__Problem to work on__:
List every line in the material below that contains the string "boot", copying each line in full. Case counts.

** start **

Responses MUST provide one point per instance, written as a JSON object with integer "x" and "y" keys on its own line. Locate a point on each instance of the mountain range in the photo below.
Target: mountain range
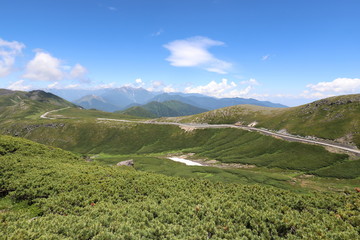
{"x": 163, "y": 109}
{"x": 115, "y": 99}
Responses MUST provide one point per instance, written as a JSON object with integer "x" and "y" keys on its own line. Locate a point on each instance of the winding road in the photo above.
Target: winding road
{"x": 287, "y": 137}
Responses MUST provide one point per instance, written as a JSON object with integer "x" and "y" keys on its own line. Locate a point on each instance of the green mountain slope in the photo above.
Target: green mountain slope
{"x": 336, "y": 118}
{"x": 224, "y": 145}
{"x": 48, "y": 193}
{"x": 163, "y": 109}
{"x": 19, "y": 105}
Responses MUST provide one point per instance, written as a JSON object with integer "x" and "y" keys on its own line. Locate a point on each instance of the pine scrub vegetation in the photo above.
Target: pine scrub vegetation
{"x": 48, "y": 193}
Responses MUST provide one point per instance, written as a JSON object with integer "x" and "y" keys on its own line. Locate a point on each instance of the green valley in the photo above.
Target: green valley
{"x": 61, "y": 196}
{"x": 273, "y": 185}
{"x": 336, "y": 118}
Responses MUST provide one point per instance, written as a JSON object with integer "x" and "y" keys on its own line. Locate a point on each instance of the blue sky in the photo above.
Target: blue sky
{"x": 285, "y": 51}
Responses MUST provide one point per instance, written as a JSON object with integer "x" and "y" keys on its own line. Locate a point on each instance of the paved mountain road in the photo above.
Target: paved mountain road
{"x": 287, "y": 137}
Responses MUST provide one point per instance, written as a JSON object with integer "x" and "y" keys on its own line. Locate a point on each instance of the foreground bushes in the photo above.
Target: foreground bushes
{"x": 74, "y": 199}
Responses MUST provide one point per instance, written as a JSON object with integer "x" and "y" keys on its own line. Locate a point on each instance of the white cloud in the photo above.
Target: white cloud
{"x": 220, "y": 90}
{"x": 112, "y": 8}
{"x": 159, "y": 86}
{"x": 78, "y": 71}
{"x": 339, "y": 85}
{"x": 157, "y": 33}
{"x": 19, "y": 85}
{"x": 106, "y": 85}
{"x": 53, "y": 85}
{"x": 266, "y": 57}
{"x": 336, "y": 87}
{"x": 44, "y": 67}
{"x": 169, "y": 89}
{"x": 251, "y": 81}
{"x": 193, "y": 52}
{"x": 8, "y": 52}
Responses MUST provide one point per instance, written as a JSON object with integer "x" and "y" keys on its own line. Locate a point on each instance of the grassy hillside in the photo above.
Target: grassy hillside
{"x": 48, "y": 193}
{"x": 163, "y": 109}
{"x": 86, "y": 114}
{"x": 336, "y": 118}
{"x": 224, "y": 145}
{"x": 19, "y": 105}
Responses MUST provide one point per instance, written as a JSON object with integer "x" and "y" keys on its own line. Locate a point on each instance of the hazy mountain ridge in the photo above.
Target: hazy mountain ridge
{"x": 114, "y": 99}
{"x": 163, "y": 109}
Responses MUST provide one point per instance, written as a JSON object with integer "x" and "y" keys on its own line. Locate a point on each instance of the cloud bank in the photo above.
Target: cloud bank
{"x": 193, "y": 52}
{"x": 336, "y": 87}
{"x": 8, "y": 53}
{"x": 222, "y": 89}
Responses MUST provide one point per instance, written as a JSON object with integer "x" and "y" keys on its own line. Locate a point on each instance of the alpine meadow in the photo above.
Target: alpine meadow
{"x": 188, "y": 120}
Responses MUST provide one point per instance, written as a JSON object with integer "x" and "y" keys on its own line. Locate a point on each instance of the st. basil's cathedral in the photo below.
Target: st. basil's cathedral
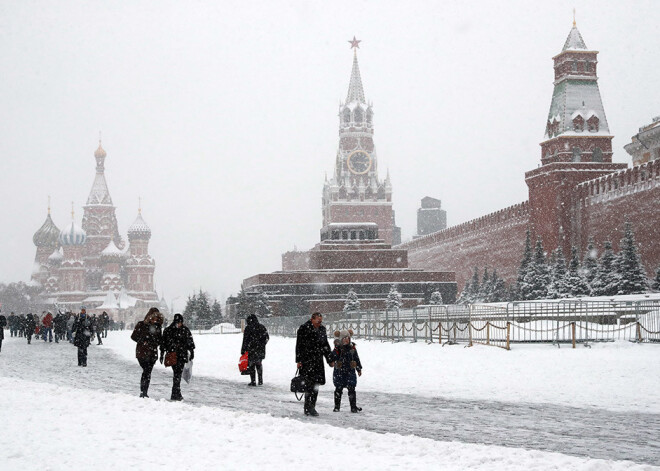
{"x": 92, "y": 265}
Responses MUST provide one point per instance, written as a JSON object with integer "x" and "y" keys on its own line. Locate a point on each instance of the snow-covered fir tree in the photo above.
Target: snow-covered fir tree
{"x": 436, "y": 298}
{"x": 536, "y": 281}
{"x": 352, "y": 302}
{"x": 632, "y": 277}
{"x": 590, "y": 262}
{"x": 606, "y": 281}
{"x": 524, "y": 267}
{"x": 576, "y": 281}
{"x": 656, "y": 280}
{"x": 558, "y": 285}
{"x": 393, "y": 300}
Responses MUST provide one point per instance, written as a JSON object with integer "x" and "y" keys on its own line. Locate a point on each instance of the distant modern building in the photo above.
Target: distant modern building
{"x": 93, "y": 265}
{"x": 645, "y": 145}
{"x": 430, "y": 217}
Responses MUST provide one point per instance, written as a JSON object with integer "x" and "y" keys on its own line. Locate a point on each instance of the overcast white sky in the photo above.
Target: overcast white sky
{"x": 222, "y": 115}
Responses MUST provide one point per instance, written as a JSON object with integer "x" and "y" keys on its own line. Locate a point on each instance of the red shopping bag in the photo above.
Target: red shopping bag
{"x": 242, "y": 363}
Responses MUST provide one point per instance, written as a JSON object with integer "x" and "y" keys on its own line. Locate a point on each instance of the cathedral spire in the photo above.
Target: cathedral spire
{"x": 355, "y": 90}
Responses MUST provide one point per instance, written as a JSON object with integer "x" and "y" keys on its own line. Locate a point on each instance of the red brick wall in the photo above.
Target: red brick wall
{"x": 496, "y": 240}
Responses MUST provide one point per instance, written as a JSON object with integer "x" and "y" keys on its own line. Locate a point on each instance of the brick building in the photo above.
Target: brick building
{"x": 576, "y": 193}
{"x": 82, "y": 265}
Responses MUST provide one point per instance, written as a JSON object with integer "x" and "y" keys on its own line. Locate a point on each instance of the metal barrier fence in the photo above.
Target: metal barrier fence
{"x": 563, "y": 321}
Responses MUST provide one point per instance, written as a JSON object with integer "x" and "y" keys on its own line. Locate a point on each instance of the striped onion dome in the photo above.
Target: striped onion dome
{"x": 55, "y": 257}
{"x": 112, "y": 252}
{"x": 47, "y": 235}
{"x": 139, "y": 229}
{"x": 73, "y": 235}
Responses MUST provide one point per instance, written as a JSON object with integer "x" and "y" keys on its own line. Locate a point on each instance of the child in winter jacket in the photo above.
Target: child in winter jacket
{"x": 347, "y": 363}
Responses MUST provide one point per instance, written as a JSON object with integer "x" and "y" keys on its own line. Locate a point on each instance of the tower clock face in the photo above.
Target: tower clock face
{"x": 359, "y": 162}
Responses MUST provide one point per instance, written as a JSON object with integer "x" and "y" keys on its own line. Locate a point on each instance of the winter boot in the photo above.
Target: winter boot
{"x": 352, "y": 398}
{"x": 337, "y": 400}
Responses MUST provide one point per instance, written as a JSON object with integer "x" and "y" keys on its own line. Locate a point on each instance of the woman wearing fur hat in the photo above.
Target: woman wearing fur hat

** end **
** start **

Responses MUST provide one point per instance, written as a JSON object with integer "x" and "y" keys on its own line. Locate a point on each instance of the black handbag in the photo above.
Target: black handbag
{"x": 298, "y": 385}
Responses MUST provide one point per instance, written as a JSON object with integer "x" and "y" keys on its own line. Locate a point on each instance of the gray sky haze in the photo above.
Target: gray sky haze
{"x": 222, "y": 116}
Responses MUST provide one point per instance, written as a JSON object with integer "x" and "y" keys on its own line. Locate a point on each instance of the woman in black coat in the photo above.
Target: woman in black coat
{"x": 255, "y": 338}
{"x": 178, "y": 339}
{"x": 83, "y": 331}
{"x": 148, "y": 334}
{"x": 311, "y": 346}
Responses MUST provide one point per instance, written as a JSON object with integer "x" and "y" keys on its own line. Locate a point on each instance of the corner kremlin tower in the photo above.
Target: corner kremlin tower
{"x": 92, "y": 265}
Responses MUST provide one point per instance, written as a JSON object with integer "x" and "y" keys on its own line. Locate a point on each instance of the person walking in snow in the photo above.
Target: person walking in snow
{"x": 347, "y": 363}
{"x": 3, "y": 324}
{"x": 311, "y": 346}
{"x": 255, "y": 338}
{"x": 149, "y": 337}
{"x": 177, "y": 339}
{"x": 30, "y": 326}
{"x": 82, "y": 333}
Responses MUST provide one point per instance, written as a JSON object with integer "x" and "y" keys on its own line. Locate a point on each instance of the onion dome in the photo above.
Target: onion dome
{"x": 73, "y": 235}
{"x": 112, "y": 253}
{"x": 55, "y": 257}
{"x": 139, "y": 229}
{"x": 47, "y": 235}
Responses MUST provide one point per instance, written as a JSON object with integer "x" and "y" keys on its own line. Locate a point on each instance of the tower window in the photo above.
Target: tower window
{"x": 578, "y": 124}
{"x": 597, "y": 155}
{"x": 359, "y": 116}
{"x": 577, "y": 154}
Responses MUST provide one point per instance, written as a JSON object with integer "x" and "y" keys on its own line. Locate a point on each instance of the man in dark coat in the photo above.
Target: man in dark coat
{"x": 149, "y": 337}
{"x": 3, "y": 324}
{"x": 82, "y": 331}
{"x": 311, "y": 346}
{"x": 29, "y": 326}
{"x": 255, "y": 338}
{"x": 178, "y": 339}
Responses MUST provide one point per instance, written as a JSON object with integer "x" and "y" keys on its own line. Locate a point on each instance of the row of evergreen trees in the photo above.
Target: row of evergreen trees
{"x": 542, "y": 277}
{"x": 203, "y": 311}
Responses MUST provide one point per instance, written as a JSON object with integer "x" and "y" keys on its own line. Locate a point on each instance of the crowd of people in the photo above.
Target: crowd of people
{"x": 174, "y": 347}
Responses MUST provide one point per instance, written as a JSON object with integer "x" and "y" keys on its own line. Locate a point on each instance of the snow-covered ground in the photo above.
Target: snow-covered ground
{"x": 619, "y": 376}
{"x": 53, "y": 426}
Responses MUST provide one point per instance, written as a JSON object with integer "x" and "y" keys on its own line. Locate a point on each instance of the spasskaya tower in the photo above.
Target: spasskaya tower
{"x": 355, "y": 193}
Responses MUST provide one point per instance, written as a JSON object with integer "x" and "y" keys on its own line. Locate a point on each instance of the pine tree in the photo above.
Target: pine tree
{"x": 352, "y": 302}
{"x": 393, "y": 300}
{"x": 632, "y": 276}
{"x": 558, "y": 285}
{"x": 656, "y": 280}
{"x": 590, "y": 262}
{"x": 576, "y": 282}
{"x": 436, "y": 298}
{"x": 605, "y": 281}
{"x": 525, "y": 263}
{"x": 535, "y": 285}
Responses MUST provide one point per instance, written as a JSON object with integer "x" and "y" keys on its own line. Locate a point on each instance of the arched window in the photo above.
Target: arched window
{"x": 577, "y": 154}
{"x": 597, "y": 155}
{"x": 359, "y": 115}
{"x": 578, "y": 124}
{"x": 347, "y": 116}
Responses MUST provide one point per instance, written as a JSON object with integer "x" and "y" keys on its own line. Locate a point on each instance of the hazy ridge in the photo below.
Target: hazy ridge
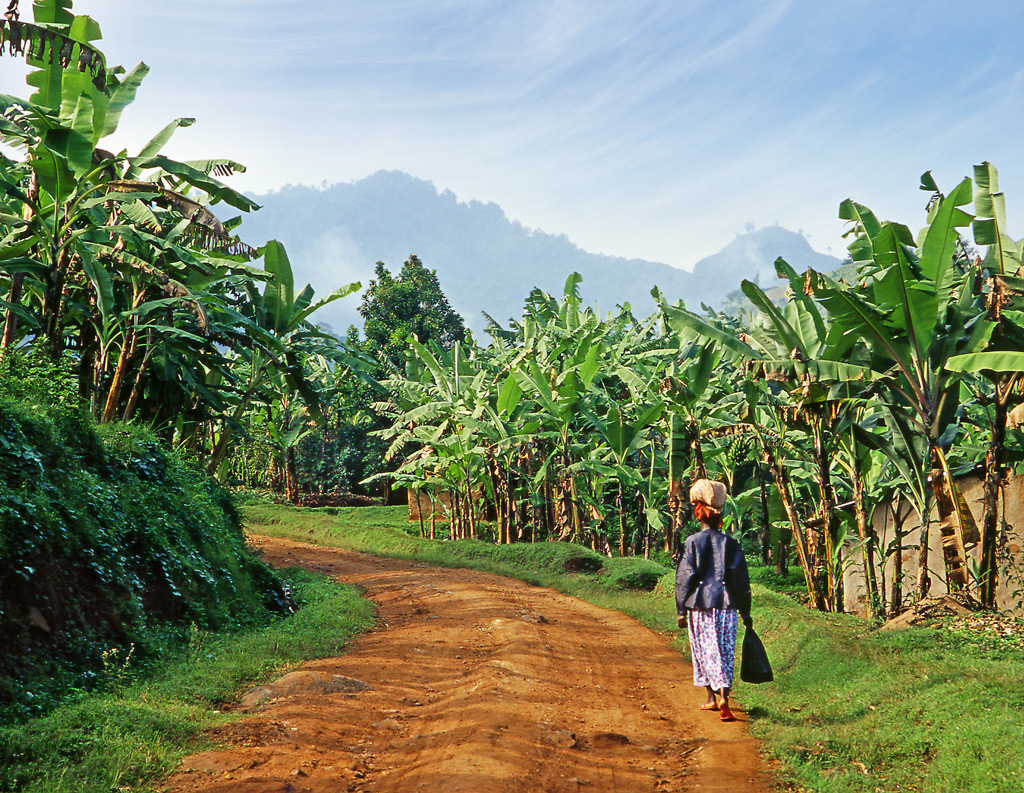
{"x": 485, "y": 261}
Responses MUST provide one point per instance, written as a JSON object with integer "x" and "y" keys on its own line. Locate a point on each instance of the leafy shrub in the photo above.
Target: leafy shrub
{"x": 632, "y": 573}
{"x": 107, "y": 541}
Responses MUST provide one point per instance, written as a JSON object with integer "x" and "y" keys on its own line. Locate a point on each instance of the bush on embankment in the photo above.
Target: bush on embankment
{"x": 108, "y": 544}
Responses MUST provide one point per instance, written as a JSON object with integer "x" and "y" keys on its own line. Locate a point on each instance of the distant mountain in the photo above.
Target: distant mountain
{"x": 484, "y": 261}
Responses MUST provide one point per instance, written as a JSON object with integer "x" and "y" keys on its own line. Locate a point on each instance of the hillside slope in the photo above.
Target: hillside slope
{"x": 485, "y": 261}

** end **
** start **

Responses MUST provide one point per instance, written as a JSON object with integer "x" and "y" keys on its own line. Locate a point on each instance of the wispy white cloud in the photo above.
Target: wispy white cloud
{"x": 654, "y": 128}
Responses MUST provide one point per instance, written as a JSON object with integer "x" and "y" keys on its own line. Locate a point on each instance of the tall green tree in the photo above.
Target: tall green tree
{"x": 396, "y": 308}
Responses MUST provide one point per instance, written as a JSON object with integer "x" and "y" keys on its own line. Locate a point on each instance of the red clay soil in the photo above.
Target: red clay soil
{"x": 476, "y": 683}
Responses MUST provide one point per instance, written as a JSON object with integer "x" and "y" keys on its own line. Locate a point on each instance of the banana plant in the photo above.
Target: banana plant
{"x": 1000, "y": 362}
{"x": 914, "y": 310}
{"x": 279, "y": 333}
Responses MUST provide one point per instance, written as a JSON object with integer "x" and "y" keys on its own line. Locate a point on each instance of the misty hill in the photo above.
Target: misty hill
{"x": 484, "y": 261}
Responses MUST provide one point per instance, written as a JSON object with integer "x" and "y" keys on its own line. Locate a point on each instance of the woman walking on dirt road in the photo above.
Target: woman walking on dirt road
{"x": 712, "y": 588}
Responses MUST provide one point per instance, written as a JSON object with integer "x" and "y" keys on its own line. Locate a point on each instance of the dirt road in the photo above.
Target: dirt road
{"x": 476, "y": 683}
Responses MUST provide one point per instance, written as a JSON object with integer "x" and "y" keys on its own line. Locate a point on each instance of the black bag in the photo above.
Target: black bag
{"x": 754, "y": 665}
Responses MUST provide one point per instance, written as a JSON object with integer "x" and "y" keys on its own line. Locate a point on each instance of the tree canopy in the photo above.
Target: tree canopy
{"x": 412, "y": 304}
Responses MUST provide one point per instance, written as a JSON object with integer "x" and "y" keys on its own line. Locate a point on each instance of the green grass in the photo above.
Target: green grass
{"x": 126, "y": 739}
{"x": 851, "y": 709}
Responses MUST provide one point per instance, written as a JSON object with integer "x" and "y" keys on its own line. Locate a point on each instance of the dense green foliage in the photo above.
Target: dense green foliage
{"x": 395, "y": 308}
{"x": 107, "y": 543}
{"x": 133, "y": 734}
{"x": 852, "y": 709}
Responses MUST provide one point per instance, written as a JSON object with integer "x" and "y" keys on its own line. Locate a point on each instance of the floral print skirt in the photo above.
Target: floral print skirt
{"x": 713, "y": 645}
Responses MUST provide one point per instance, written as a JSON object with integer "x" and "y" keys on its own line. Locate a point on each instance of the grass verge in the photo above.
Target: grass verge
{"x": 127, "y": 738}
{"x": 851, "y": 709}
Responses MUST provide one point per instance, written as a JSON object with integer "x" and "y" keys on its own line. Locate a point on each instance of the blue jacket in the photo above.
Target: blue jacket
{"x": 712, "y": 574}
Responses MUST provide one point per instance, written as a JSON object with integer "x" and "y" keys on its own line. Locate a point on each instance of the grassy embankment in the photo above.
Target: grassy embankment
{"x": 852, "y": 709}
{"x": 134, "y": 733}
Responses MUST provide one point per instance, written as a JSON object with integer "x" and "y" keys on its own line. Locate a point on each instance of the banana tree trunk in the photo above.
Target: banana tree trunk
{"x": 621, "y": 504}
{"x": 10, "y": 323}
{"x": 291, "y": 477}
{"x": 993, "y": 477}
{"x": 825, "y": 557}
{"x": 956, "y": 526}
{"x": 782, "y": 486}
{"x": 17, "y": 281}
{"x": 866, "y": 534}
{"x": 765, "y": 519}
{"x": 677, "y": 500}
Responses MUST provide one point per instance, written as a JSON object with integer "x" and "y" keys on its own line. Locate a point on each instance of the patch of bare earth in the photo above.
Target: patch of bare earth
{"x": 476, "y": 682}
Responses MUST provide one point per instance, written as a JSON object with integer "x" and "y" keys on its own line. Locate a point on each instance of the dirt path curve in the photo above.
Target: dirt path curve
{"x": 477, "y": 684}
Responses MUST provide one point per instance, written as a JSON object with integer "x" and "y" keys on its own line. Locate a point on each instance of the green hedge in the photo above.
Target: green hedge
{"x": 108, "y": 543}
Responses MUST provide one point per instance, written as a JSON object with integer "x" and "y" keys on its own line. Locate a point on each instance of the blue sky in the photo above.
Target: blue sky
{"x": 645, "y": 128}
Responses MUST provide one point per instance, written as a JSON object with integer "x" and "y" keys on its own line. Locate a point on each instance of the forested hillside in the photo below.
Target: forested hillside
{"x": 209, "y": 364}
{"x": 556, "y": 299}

** end **

__Exercise result__:
Responses MUST provide one point per instance, written as a JSON object with integer "x" and "y" keys on its own line. Locate a point on each instance of the winter boot in the photo above.
Target: winter boot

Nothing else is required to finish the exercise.